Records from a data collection
.....

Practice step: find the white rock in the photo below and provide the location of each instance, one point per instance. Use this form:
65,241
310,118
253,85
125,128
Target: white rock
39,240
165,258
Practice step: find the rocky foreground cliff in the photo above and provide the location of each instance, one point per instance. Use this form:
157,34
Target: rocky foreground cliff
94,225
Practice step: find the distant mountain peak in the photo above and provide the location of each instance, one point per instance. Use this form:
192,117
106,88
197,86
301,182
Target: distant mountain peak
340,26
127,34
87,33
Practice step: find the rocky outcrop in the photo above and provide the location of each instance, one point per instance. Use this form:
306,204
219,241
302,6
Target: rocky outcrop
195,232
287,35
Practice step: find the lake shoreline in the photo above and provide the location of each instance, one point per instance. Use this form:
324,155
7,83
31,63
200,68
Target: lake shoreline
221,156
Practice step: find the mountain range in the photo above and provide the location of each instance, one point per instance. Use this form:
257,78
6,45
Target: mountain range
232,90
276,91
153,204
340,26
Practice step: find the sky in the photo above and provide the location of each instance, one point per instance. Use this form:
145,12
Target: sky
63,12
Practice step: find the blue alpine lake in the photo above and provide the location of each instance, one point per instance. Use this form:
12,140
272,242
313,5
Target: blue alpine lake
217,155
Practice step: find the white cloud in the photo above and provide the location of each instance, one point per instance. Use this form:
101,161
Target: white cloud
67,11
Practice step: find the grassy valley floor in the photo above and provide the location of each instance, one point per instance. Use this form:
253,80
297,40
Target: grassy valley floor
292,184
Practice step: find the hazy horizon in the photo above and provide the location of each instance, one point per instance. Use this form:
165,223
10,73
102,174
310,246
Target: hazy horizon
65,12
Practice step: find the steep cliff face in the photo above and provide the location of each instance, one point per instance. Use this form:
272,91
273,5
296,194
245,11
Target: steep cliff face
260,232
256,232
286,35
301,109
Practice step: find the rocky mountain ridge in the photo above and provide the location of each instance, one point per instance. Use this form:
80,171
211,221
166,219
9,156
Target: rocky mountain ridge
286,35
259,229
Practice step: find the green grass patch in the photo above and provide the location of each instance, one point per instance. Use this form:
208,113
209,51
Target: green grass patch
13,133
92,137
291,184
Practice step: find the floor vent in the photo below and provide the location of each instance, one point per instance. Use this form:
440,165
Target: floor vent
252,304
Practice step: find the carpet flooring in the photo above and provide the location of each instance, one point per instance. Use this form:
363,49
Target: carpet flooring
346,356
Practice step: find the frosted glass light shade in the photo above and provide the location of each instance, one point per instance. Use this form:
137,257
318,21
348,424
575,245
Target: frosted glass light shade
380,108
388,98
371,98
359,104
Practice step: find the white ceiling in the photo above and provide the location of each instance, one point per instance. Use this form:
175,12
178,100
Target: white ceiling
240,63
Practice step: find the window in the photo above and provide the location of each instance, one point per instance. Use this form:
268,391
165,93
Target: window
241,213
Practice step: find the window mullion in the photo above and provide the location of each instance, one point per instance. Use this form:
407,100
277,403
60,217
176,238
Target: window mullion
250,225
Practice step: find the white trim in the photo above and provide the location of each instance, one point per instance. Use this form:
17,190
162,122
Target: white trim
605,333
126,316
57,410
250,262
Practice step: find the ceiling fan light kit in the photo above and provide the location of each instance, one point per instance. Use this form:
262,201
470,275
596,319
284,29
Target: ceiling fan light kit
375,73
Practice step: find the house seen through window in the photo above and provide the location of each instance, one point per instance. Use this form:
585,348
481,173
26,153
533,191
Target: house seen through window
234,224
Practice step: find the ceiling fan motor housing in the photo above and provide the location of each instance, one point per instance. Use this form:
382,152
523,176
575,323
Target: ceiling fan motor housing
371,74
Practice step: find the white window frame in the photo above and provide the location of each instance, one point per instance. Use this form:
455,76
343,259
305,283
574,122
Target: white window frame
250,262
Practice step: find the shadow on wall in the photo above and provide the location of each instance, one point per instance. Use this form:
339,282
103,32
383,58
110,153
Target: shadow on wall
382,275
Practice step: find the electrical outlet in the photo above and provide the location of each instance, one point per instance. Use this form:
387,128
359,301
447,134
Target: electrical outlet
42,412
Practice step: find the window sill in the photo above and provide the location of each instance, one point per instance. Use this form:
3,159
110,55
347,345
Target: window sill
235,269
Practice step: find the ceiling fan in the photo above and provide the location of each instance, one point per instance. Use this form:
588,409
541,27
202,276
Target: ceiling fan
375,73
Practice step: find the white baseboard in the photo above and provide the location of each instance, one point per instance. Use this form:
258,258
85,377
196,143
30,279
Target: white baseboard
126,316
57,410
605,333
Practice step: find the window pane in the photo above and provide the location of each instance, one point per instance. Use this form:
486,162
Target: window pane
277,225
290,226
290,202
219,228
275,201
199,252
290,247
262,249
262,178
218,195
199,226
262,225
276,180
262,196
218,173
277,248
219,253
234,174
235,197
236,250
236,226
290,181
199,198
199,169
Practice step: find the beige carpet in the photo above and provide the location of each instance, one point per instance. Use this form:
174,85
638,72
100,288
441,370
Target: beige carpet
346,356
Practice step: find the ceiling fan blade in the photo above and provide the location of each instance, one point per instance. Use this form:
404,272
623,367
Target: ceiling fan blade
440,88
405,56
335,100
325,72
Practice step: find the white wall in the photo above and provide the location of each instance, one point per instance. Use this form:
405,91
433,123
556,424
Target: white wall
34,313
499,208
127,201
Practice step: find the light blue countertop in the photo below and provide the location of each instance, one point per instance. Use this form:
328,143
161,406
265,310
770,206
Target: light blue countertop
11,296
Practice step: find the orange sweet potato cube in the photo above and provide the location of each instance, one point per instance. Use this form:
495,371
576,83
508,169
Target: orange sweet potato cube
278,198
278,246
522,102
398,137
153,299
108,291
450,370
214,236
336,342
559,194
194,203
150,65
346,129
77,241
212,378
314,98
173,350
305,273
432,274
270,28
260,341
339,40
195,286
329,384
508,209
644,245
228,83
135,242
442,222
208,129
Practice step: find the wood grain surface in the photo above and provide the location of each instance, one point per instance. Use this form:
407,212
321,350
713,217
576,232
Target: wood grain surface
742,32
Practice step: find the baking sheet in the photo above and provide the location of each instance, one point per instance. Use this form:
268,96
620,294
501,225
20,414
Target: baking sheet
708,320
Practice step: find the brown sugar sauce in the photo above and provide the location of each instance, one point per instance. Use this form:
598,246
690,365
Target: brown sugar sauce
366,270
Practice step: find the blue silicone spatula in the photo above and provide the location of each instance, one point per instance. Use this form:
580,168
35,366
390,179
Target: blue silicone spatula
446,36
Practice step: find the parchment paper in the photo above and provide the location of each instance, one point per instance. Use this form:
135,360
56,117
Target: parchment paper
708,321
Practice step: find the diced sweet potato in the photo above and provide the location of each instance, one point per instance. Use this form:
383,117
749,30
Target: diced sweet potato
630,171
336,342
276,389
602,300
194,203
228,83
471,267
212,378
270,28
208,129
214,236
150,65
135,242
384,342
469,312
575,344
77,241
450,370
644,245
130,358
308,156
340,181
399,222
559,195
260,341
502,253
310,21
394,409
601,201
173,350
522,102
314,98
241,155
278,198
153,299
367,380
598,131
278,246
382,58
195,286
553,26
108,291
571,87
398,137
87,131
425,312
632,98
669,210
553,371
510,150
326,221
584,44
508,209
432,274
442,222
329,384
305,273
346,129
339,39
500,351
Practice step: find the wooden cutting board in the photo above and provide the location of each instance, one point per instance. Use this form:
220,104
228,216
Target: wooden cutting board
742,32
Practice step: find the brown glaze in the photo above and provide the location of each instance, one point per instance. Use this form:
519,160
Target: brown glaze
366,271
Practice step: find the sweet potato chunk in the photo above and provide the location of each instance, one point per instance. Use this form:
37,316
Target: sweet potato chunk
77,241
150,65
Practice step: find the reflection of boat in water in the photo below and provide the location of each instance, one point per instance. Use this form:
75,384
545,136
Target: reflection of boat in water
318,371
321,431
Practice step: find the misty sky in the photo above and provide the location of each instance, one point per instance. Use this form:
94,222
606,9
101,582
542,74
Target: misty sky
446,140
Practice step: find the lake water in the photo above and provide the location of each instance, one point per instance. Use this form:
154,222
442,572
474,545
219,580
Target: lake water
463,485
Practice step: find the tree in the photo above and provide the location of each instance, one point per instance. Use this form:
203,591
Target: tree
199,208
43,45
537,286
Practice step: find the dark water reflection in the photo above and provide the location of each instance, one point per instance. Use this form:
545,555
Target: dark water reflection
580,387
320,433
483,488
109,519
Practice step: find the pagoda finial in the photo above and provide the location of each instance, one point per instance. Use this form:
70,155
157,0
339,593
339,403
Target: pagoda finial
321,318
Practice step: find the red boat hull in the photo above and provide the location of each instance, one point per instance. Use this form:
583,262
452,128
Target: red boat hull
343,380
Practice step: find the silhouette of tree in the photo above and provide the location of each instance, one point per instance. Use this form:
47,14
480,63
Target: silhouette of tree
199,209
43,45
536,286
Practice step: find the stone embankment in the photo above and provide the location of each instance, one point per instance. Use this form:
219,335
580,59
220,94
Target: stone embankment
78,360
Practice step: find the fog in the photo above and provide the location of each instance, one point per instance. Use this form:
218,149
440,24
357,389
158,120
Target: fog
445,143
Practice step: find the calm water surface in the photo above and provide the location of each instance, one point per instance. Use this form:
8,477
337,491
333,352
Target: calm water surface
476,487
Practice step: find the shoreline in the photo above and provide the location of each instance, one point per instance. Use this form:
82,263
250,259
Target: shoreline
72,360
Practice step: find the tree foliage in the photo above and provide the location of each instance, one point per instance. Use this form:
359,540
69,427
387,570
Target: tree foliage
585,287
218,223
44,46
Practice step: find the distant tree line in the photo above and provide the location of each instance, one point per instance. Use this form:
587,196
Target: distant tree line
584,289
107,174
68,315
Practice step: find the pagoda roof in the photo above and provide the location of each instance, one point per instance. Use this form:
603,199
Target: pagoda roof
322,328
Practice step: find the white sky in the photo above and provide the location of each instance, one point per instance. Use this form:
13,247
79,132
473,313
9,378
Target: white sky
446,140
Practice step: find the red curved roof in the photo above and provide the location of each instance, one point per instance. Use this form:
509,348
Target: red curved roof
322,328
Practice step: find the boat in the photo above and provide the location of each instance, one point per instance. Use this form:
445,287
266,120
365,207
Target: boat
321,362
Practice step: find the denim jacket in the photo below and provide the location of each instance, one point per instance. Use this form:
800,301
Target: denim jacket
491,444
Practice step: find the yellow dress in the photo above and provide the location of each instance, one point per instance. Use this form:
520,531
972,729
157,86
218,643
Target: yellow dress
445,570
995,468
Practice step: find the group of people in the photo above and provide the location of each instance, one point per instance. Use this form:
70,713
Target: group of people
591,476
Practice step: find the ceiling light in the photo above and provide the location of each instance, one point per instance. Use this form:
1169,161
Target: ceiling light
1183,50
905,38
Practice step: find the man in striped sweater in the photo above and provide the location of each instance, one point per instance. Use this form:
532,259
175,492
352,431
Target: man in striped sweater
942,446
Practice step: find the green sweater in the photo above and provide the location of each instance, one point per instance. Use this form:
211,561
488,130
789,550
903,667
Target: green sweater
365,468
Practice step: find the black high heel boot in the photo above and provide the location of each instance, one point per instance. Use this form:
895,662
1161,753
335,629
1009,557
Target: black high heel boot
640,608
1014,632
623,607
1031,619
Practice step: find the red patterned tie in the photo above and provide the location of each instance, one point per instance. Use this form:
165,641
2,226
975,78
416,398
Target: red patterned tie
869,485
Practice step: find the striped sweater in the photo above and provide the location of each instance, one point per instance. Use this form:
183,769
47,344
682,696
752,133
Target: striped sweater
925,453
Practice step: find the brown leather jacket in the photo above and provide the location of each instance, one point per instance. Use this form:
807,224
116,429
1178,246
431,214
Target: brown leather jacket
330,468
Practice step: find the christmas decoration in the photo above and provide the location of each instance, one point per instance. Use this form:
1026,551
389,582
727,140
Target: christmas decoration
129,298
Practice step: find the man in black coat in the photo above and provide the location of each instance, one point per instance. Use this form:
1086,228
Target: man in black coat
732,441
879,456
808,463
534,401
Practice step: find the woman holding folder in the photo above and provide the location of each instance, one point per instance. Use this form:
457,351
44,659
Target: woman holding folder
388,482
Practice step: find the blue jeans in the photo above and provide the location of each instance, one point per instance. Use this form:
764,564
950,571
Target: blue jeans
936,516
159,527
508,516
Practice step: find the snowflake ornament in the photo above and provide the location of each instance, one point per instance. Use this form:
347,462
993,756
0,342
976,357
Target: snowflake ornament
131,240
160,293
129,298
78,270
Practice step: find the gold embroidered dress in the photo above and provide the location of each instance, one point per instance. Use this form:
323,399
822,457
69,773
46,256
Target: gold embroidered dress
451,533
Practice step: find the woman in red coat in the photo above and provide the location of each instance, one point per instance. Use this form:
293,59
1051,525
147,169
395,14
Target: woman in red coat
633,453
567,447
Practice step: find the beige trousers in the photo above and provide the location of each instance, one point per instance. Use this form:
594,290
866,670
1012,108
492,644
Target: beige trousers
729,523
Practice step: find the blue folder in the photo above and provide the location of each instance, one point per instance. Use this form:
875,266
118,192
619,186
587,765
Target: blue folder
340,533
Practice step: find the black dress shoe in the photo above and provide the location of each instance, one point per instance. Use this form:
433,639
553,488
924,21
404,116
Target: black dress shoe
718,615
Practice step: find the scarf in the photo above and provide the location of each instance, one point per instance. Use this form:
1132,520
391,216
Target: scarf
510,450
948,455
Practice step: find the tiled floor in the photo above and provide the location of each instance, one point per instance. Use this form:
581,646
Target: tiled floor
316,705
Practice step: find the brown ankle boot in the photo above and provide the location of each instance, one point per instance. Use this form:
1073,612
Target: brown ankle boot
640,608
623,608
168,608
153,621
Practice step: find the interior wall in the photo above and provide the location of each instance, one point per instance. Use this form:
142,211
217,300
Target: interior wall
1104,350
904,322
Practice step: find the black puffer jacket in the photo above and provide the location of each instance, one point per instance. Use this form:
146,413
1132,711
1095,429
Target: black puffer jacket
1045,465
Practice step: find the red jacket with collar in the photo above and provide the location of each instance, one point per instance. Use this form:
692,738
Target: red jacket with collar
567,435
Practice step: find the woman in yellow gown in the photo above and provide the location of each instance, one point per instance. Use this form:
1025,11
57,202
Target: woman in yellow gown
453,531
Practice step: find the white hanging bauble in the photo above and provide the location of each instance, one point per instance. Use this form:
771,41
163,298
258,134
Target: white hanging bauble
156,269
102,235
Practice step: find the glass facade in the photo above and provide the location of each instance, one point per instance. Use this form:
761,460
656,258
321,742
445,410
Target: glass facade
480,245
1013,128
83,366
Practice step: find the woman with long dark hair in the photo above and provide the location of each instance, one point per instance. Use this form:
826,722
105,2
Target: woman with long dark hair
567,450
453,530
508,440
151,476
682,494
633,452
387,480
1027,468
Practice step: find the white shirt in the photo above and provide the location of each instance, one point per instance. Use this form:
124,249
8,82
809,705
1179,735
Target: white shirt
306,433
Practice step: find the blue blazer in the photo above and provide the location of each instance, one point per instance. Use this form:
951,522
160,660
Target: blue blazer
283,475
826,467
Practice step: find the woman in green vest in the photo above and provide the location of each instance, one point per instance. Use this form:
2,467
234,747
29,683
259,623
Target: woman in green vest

.....

Your task:
Find the line containing "Practice step: find the red jacket", then output it and every line after it to the end of the data, exactly.

Exercise response:
Practice step: find the red jacket with collar in the photo above and provide the location of each instance, one point per instance. Use this form:
692,738
Target: red jacket with collar
567,435
Practice step: find the woman in yellow gown in the photo above and provide the location of each instance, one point per instance. Use this form:
1025,11
57,202
Target: woman in yellow gown
453,531
Practice step: find the white hanging bauble in the photo above and provide the location of each instance, one point per instance. Use this form:
771,41
163,298
258,134
Target: white hanging bauble
156,269
102,235
Practice step: find the glass facade in the photo above and provide the location of each instance, one point per instance. Use this form:
761,460
656,258
321,742
445,410
Target: glass facade
480,245
1013,128
83,366
Practice step: find the woman with long dark hair in the photo above and provide the location of each instance, one point per instance. Use this form:
826,722
105,2
Target: woman with long dark hair
567,450
453,530
508,440
151,476
682,494
633,452
387,480
1027,468
Practice step: find the white shirt in the photo above and provide the location of each instance, one point per instance. Use this form:
124,249
8,82
809,705
1179,735
Target: white shirt
306,433
Practice step: find the blue blazer in the photo above and provide the location of each instance, one point per instance. Use this form:
951,522
160,660
Target: blue blazer
283,475
826,467
Practice step: find the woman in green vest in the photo above and provide the location of each instance, one point per instance. Use this form:
2,467
234,747
29,683
259,623
Target: woman in green vest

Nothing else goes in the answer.